◆ Requirement ◆
Excluding any images, copy all of the lines below precisely as written.

◆ Natural-language object grounding data ◆
=====
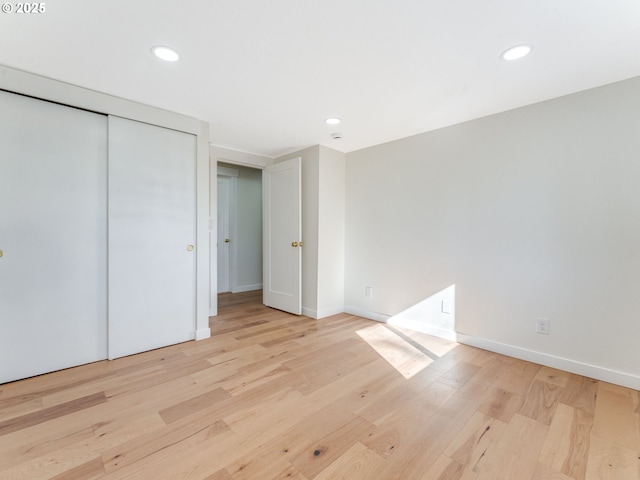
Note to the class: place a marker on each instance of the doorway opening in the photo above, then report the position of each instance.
(239, 220)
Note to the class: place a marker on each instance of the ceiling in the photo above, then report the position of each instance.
(266, 73)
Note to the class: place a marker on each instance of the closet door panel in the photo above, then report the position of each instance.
(52, 236)
(152, 232)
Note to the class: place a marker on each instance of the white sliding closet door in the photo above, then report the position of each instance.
(53, 162)
(152, 232)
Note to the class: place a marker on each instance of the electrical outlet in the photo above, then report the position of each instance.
(542, 326)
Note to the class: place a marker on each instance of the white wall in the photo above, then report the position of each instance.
(331, 228)
(530, 213)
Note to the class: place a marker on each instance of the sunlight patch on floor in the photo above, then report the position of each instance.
(399, 353)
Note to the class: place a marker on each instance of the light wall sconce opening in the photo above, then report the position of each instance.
(165, 53)
(514, 53)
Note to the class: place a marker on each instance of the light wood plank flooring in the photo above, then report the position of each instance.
(275, 396)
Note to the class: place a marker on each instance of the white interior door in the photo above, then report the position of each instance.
(282, 236)
(224, 240)
(53, 162)
(152, 231)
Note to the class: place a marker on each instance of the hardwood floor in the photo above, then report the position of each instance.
(275, 396)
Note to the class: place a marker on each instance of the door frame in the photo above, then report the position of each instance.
(232, 174)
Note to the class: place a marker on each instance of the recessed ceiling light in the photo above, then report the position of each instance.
(165, 53)
(516, 52)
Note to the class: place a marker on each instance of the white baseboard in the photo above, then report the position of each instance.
(378, 317)
(568, 365)
(561, 363)
(203, 333)
(247, 288)
(322, 313)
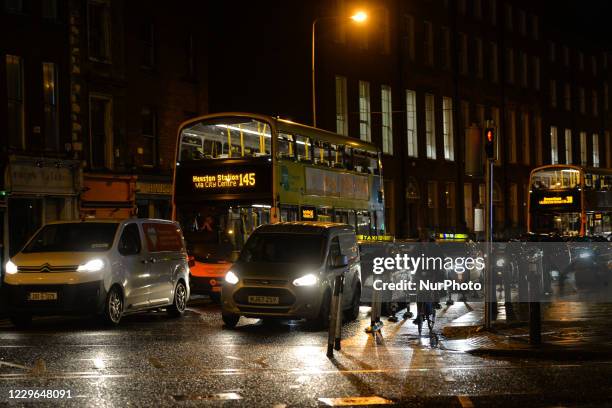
=====
◆ Answer to the problem ◆
Note to the class: place a marker on each instance of the doorway opening in the photo above, then report the position of each instance.
(239, 220)
Note to the class: place a marker on each instance of the ceiling in the photo above, then report the position of each instance.
(266, 73)
Note to the class: place a marker on each instance of the closet door panel in the photo above, then report the position of each instance.
(52, 236)
(152, 232)
Note to the class: place a marker on each instance of the white sliding closet door in the photo above, then report the position of each instance.
(53, 162)
(152, 232)
Note to the class: place a marker on each instance of the electrical outlet in the photo above, then report the position of each instance.
(542, 326)
Note to the class: place a marker on each instance of the white wall in the photo above, then report the position of each instance.
(331, 228)
(530, 213)
Note to the class: place a marker on each instance of the sunlight patch on floor in the photo above, then report the position of each instance.
(399, 353)
Note to the class: place a marker on each instance of the light wall sconce opening in the photo above, then report the position of each instance.
(165, 53)
(514, 53)
Note to the class: place a marker on each instance of the light wood plank flooring in the photo above, then report the position of each instance.
(275, 396)
Note to the class: place a marker on each instance of the white interior door in the photo above, then report the position of each instance.
(282, 236)
(224, 240)
(53, 162)
(152, 231)
Note to the class: place a marker on each instance of the hardwood floor in the photo above, then report the position of each instance.
(275, 396)
Note to the class: place a marker on each instance of the door frame in the photo above, then report the position of each instance.
(232, 174)
Note to the class: place a marker on each instance of the recessed ceiling light in the photo above, then report the position of each instance.
(165, 53)
(516, 52)
Note to the class: place a marker on each instance of the white baseboard in the photo above, then report the position of each instance.
(378, 317)
(568, 365)
(561, 363)
(203, 333)
(247, 288)
(322, 313)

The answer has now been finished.